▸ **Supplied records**
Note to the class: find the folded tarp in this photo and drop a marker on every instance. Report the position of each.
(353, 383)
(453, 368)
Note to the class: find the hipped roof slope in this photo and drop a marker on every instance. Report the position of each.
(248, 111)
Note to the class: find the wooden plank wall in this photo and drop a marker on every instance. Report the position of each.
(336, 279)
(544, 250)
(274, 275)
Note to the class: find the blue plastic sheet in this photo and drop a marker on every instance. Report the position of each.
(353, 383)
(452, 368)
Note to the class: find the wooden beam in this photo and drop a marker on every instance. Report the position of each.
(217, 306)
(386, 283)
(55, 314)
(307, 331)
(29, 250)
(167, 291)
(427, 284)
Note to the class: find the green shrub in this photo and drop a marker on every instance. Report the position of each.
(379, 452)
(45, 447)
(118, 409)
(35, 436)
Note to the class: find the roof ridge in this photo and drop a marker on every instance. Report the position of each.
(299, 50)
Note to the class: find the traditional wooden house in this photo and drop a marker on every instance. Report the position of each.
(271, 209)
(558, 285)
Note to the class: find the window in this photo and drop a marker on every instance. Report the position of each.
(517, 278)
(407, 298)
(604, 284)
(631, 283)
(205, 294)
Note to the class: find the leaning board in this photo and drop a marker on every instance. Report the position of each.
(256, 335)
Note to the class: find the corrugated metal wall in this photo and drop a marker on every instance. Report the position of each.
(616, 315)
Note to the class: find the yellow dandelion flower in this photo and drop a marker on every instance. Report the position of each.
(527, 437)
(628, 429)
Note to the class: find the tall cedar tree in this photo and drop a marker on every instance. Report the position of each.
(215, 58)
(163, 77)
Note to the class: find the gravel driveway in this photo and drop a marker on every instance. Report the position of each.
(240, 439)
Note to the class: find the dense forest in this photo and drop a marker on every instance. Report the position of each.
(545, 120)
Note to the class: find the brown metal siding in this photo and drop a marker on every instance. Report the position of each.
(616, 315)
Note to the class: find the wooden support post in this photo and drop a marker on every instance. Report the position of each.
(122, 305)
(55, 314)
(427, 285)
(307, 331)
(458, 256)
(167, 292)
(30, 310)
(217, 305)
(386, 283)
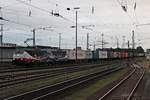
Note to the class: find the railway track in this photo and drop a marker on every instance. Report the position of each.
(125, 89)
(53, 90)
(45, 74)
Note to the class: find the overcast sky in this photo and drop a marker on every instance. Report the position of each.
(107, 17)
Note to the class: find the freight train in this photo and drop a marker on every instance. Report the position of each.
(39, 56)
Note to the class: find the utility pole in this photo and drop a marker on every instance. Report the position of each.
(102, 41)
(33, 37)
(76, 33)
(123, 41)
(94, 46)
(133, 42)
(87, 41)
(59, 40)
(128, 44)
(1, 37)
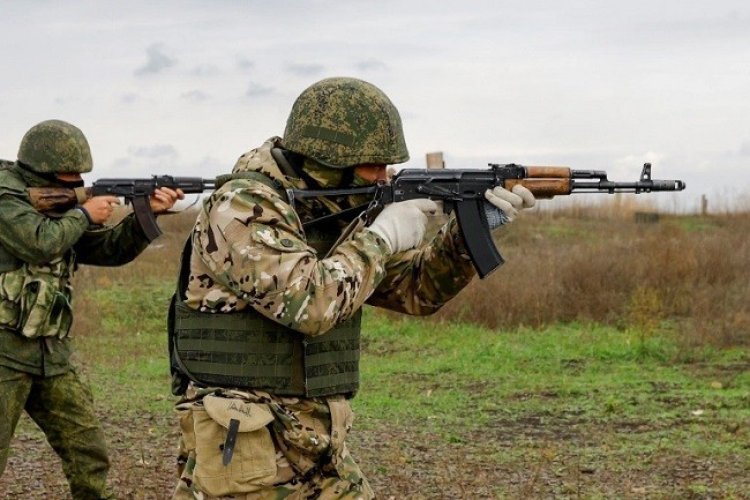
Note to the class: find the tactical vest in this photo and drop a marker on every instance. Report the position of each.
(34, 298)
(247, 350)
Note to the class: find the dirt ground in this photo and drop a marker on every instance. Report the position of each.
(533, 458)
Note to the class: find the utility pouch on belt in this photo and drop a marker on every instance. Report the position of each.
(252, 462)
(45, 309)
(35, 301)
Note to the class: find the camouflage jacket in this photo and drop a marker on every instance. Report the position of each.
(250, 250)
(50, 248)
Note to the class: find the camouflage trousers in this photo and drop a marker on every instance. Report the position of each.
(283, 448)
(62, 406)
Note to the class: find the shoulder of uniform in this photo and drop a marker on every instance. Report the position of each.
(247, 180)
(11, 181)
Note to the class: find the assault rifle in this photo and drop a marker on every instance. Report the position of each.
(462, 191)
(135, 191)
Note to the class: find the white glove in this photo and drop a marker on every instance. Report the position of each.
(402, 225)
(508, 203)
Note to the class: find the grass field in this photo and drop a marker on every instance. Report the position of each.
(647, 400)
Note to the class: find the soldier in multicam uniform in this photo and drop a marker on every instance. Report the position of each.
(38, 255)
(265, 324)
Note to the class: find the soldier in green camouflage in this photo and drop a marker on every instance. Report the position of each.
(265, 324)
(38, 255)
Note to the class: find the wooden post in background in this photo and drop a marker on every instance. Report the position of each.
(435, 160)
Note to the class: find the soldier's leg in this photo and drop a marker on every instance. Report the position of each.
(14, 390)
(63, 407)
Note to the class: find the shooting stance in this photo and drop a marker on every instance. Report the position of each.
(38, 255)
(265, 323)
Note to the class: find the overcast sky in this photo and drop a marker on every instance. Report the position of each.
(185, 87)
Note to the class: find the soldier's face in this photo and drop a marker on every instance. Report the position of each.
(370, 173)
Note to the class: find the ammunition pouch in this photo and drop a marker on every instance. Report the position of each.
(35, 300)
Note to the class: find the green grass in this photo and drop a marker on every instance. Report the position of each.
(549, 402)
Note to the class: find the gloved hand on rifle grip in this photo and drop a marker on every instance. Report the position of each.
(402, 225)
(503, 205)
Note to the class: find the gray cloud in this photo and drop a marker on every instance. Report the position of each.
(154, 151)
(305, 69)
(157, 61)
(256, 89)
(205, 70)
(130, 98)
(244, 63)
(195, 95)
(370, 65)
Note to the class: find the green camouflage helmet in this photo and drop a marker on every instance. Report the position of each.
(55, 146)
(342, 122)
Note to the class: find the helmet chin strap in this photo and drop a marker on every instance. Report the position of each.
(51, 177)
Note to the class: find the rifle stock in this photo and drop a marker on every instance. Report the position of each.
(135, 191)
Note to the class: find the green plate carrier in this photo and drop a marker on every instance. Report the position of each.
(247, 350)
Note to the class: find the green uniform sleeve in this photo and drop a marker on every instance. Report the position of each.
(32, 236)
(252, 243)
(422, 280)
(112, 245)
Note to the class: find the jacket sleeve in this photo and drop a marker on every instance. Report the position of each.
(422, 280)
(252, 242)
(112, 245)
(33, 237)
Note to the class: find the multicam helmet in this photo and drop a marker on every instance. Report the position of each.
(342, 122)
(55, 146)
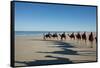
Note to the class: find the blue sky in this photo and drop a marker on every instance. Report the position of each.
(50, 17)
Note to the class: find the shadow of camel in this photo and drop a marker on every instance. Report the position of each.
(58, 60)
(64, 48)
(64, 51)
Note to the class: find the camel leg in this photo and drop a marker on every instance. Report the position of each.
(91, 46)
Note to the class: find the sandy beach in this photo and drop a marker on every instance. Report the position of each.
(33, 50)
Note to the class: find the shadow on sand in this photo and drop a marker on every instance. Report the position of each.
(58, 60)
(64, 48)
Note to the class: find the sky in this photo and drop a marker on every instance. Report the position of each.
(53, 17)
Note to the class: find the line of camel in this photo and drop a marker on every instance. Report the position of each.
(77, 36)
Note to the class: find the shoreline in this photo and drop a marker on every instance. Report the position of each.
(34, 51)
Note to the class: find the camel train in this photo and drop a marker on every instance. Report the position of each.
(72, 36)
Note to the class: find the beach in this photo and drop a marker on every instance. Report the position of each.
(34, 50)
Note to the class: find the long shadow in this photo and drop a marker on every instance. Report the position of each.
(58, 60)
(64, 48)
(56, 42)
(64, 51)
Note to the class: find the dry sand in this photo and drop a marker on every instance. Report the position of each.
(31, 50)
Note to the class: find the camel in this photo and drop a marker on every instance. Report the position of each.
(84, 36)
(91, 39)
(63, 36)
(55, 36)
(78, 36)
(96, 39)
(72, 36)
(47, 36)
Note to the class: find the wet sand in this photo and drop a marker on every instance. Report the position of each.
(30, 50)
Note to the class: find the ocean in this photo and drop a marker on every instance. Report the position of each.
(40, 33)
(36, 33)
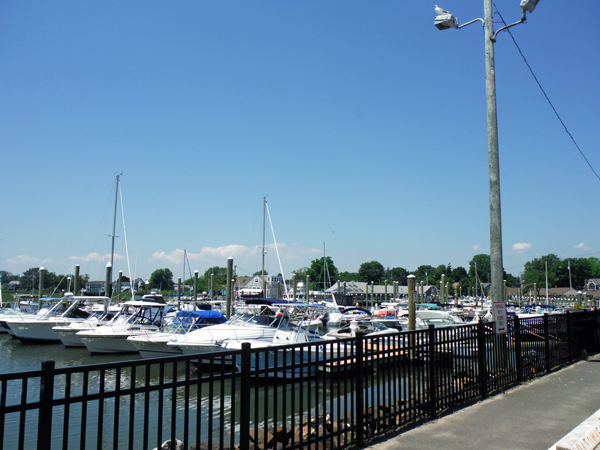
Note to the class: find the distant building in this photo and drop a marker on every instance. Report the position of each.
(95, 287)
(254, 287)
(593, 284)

---

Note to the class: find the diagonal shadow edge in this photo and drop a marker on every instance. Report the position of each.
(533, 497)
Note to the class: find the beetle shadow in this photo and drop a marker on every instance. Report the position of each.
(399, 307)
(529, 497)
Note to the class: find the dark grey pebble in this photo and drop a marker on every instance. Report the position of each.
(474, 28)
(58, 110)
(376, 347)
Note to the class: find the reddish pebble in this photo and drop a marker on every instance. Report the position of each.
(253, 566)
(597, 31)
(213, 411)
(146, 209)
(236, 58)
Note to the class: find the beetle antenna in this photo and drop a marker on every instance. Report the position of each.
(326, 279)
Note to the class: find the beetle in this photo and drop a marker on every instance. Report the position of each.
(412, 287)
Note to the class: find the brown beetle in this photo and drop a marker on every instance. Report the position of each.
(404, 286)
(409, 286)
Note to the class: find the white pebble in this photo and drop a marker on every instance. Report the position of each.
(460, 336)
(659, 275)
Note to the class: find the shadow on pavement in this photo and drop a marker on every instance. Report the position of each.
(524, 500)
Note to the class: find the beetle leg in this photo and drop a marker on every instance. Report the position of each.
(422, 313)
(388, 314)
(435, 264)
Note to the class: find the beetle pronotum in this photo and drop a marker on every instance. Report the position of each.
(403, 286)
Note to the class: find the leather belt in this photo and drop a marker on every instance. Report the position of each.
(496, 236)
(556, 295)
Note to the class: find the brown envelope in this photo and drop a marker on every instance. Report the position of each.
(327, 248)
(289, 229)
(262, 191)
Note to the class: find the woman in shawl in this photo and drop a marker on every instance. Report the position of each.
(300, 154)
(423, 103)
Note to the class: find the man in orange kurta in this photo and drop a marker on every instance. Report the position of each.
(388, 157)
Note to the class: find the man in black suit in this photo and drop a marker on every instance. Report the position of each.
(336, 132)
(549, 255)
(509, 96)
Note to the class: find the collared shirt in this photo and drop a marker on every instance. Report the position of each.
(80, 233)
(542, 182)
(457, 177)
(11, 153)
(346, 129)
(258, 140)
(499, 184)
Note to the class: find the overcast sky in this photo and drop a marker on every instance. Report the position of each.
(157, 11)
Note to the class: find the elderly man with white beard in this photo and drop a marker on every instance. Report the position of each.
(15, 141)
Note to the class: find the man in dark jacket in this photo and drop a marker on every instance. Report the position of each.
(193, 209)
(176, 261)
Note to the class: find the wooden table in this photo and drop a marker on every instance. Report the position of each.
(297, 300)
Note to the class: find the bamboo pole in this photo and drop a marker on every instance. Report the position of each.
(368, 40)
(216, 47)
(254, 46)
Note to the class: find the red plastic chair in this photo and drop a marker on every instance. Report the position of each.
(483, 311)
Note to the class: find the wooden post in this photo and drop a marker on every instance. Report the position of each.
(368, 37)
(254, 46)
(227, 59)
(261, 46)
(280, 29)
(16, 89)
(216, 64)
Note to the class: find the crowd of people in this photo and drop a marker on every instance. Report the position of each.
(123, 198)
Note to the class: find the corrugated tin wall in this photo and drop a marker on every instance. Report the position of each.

▸ **What is required**
Can you format the stretch of the listing from the line containing "Note to the class: find the crowd" through the line containing "Note to the class: find the corrugated tin" as a numbered list, leaving out any blank lines?

▸ **Written response**
1. Note to the class: find the crowd of people in this photo and drop a marker on every instance. Report the position of each.
2. (123, 198)
3. Note to the class: find the corrugated tin wall in this photo and drop a marker on every instance. Report the position of each.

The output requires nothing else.